## What you need to do
Reproduce verbatim the passage of the Venice polling place article below, starting at "That’s what happened" and ending at "a plastic tub.".

That’s what happened Tuesday morning at one polling place in Venice.


FOR THE RECORD:
Venice polling problems: A photo caption in Wednesday’s Section A accompanying an article about election day problems at a Venice polling station identified a voter as Lisa Jack and her daughter as Miranda Binschadler. Their names are Lisa Jackson and Miranda Bindschadler. —


We may live in a high-tech society, but in L.A. County, at least the act of voting remains decidedly low-tech. You step up to a little plastic booth with a paper card and mark it with an inky stylus and then stick it in a plastic tub.

So when the election inspector for Precinct 9001554A in Venice was a no-show at 6 a.m. at the Venice Methodist United Church polling location, the poll workers found themselves without ballots, vote recorders, portable booths or the voter roster — only an hour before the polls opened.

Workers called precinct coordinator Ruby Patterson, who immediately called the county registrar/recorder. While county officials sent a troubleshooter to scout the home of the missing inspector, Patterson went to the polling place armed with emergency supplies — mainly provisional ballots — and scrambled to make do for a while.

## Supplied records

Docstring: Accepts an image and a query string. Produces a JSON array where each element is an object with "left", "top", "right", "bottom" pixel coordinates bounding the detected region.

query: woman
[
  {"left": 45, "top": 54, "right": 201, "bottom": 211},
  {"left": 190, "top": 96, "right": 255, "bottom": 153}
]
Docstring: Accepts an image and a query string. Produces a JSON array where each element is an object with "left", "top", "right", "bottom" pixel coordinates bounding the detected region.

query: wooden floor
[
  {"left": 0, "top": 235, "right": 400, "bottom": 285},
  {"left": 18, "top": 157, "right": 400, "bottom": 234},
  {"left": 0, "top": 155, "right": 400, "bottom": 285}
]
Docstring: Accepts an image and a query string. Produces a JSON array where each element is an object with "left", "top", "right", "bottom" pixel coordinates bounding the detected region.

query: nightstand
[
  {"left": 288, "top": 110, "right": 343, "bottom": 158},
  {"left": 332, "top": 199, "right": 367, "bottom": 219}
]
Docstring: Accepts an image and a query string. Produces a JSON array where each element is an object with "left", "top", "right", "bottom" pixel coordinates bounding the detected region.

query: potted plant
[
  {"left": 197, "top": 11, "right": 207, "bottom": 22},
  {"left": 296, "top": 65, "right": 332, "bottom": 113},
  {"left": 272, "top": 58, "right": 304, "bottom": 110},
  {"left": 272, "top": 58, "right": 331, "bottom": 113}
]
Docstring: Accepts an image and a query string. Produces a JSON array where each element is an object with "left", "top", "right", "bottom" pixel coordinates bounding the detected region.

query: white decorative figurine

## Solution to this exercise
That’s what happened Tuesday morning at one polling place in Venice.


FOR THE RECORD:
Venice polling problems: A photo caption in Wednesday’s Section A accompanying an article about election day problems at a Venice polling station identified a voter as Lisa Jack and her daughter as Miranda Binschadler. Their names are Lisa Jackson and Miranda Bindschadler. —


We may live in a high-tech society, but in L.A. County, at least the act of voting remains decidedly low-tech. You step up to a little plastic booth with a paper card and mark it with an inky stylus and then stick it in a plastic tub.